* _TEXTO PROPORCIONADO_
:::::

RUSSELL CROWE

UNA VIDA EN HISTORIAS

G.H.Wylie

 

AGRADECIMIENTOS

 

Sería injusto no reconocer el increíble trabajo de aquellos pioneros (y al parecer, pilares incansables) de la ciencia de la Crowelogía que empieza a extenderse, los webmasters de Maximum Russell Crowe. Su página es un asombroso testamento a su tenaz admiración. Les agradezco por proveerme una siempre fructífera parada durante mis viajes por la red. También les doy muchas gracias a la plantilla de ECW Press. Sois un estupendo grupo de gente.

 

Finalmente, mi agradecimiento más sincero va para Russell Crowe por tener una vida con tantas historias. Cualquiera que sean las virtudes o defectos de mi propio trabajo en estas páginas, no podrá decirse nunca que el material en bruto no es de primera categoría.

 

PRÓLOGO

“Sal de mi vida y sigue con la fantasía, tío”.

–Russell Crowe, 2000

 

MARLON BRANDO, ROBERT DE NIRO, JAMES DEAN, ANTHONY HOPKINS, ROBERT MITCHUM. ¿Qué es lo que tienen en común estos hombres?. Dependiendo de a qué observador de Hollywood se le pregunte, todos ellos han encontrado su encarnación de hoy en día en un apenas afeitado granjero australiano llamado Russell Crowe. Ahora, de forma clara, los gritos sobre “la próxima gran cosa” suenan tan frecuentemente desde la maquinaria comercial de Hollywood que uno empieza a preguntar quién NO es el próximo Brando o la próxima Hepburn, o Dean o Bacall. Incluso me he echado un vistazo en el espejo, buscando una expresión facial particularmente misteriosa o enigmática, preguntándome si podría ser yo. Pero no, señoras y señores, no soy yo. Tampoco son la mayoría de caras bonitas bidimensionales que los publicistas del cine nos harían creer que son. Pero si ustedes han escogido este libro, probablemente es verdad que, al igual que yo, tengan una ligera sospecha de que pudiera ser Russell Crowe.

:::::

* _REGISTROS EXTRAÍDOS_
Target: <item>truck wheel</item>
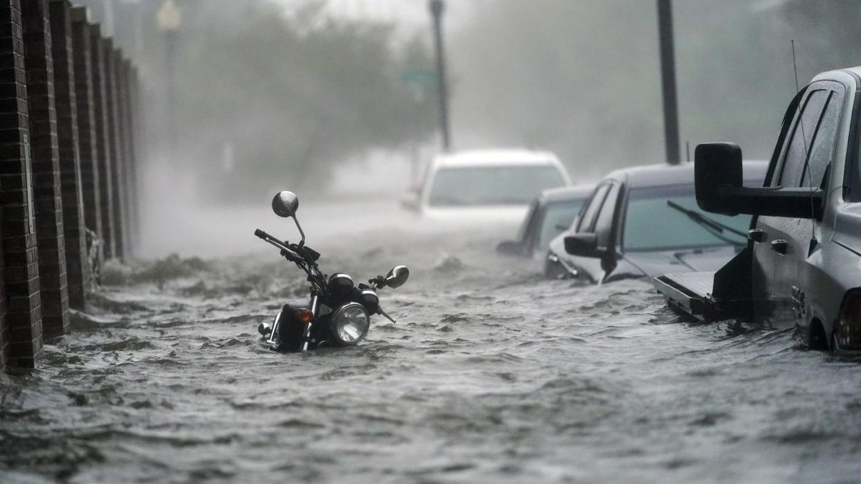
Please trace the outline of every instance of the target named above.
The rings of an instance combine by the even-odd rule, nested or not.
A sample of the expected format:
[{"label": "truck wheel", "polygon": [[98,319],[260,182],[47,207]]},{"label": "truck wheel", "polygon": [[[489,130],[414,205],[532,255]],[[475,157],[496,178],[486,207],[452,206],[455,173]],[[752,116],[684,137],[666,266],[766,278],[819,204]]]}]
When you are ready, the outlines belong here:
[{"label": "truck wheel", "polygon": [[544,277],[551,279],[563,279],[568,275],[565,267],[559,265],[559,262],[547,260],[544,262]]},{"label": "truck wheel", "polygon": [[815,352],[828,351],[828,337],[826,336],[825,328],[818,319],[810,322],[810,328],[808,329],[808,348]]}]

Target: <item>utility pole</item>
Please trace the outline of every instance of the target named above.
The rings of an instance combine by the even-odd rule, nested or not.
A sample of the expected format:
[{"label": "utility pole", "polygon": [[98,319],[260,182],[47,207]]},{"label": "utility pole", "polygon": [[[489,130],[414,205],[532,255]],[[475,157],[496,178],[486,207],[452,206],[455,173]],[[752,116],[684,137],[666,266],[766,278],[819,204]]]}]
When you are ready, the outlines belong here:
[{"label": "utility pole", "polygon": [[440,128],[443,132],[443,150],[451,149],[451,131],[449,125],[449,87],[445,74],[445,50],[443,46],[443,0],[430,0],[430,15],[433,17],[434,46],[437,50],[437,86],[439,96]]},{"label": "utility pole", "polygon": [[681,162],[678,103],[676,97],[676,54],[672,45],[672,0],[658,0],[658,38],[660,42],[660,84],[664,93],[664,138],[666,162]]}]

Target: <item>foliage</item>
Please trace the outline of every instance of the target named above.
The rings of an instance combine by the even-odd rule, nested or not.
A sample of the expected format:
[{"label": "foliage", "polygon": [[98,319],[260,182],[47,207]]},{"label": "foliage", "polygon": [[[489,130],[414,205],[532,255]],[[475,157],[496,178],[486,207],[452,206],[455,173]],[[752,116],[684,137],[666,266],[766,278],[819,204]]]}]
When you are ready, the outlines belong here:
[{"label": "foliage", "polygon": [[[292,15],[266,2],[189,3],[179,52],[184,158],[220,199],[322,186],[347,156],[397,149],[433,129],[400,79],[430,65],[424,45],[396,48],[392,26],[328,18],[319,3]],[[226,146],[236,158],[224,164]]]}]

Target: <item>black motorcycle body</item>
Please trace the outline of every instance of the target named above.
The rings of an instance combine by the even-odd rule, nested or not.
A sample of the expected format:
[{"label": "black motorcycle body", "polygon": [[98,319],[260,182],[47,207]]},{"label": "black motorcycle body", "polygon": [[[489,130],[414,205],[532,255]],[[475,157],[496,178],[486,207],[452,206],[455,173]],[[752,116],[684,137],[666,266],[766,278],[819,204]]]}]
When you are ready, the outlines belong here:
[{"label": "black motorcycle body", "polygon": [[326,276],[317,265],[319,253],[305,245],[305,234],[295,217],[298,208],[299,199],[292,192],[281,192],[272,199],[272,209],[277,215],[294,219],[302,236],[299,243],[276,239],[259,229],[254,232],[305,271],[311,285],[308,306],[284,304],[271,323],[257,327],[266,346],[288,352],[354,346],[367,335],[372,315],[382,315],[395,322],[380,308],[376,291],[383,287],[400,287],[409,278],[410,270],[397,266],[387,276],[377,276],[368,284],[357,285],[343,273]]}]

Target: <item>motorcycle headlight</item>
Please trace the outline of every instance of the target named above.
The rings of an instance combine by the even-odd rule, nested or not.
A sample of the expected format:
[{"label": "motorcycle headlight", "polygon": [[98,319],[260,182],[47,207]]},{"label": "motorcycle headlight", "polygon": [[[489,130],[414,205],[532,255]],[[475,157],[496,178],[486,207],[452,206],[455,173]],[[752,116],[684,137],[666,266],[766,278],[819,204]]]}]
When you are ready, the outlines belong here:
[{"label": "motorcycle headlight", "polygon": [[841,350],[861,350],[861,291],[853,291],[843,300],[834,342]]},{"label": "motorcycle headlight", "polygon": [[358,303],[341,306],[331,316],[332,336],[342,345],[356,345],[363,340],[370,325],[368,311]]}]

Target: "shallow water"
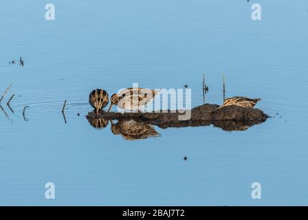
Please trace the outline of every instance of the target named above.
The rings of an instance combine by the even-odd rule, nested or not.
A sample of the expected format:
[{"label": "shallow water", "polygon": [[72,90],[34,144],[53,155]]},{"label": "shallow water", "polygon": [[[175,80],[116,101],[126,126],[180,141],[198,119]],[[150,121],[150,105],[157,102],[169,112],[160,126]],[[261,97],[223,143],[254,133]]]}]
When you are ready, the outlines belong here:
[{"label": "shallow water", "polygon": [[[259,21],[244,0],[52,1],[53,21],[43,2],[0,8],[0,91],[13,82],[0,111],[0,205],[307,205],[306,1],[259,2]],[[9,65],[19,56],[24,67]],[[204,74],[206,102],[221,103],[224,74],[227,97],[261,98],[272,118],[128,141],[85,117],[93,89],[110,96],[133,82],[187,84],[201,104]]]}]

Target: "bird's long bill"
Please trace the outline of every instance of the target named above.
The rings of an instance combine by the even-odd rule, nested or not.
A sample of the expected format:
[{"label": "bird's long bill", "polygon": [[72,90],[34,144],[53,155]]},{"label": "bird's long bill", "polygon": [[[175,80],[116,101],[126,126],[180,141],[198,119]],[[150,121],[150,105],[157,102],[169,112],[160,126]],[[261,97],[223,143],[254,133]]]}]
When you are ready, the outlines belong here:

:::::

* _INSTRUCCIONES_
1. Copia literalmente el fragmento del texto sobre Russell Crowe que comienza con las palabras "Finalmente, mi agradecimiento" y termina con "de primera categoría.".
2. Según el texto sobre Russell Crowe, ¿a la plantilla de qué editorial le da el autor las gracias?
3. Por favor, prolonga el texto sobre Russell Crowe a partir de su última frase.

* _RESPUESTAS_
1.
Finalmente, mi agradecimiento más sincero va para Russell Crowe por tener una vida con tantas historias. Cualquiera que sean las virtudes o defectos de mi propio trabajo en estas páginas, no podrá decirse nunca que el material en bruto no es de primera categoría.

2. A la plantilla de ECW Press.

3.
 

Su magnetismo en la pantalla y su rechazo fuera de ella a complacer a los medios de comunicación con sonrisas y largas y dulzonas entrevistas –“Bueno, soy sólo un chico normal. No, ¡de verdad que sí!, quiero decir, todo esto es un sueño hecho realidad pero Hollywood no tiene nada que ver conmigo. A decir verdad, me encanta estar en la naturaleza y tener tiempo para mí...”- ha generado un grado de curiosidad pública sobre el hombre que parece destacar entre los más iracundos semidioses conocidos de Hollywood. Sus raíces del profundo outback australiano, sus relaciones amorosas con gente como Salma Hayek y Meg Ryan, y el compromiso obsesivo con su arte han sido investigadas extensivamente (y para su disgusto) por hambrientos cazadores de información.

 

Pero no importa mucho toda esa ansia (profesional) y persecución (física) de los periodistas de Hollywood sobre Russell Crowe, él permanece ajeno a todo y alejado. Se marcha a su remota granja en Australia cada vez que puede, y para el frenesí de curiosidad y el periodismo basura que lo hace lo mejor que puede acosándolo donde quiera que vaya, no tiene más que desprecio.

 

Cuando una vez el periodista Michael Dwyer le preguntó cómo podía razonar estas cosas, él contestó bruscamente: “¿Cómo puedo razonar teniendo diez kilos de mierda escritos sobre mí todos los días en todo el mundo?”. Más tarde dijo de su propia imagen, “Eso no tiene nada que ver conmigo. Eso es en lo que de alguna forma se ha convertido Russell Crowe y no tiene nada que ver conmigo”.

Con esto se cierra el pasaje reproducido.